■ RECORDS TO USE:
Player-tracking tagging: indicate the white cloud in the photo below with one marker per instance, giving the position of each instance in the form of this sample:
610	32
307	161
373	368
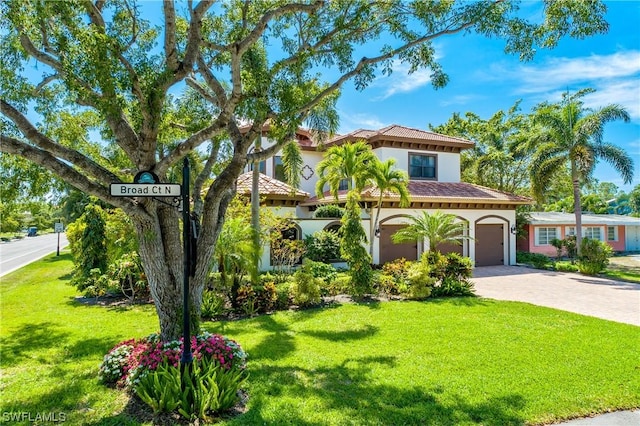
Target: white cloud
624	93
559	72
350	122
400	81
460	100
615	77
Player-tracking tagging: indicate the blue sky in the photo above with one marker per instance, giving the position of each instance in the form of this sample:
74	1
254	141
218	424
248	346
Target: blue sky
484	80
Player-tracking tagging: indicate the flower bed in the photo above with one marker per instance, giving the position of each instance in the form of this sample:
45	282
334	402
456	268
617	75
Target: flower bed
150	368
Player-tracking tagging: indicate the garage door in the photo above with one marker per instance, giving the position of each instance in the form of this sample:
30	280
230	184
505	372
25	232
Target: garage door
390	251
489	245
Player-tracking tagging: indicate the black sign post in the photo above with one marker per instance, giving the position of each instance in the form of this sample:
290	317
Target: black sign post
187	357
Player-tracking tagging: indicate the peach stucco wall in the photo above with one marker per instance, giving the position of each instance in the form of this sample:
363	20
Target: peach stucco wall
550	250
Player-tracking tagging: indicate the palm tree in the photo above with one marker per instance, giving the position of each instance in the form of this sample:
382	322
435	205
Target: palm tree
351	161
573	134
387	179
437	227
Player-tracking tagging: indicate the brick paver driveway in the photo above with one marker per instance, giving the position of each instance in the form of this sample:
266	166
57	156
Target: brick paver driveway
594	296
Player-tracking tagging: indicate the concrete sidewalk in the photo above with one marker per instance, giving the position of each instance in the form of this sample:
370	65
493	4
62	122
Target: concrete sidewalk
593	296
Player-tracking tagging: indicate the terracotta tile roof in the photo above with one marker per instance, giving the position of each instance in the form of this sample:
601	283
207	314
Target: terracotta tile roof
558	218
430	191
395	132
269	187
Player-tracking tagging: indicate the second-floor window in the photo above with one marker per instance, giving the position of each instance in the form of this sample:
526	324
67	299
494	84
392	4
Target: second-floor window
262	168
278	169
544	236
422	166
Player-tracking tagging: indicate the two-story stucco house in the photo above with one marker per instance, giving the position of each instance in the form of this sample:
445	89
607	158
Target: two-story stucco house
432	162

■ TO BE DONE:
Copy exactly, and only, the lines from the one containing "Player-tracking tagging: indicate the brick" through the last line of the listing.

■ ANSWER FOR THIS EXERCISE:
Player-tracking tagging: indicate the brick paver driveway in the photo above with one marker per instance, giving the position of each instance in the form of this sample:
266	166
57	156
Target: brick paver driveway
594	296
Player-tracking tagging: indicate the concrete sidewalk in the photo above with one marker per instance, giving the position of each instance in the form of this sample:
370	65
493	4
62	122
Target: concrete sidewalk
593	296
Player-tracking tagging: indicate the terracotta tile roof in the photo above with one marker per instance, giving the position of each instance in the form of this sample:
601	283
207	314
Target: terracotta tile roof
558	218
430	191
395	132
269	187
Player-tracking tagging: indicate the second-floor window in the photo above with one marker per instance, giving the position of each instance in the form of this sample:
526	324
67	299
494	84
392	4
Target: second-floor window
262	168
278	169
544	236
422	166
Player-tracking tagging: indicate the two-story stucco house in the photo above with one marker per instance, giving the position of each instance in the form of this sample:
445	89
607	158
Target: two-story stucco house
432	162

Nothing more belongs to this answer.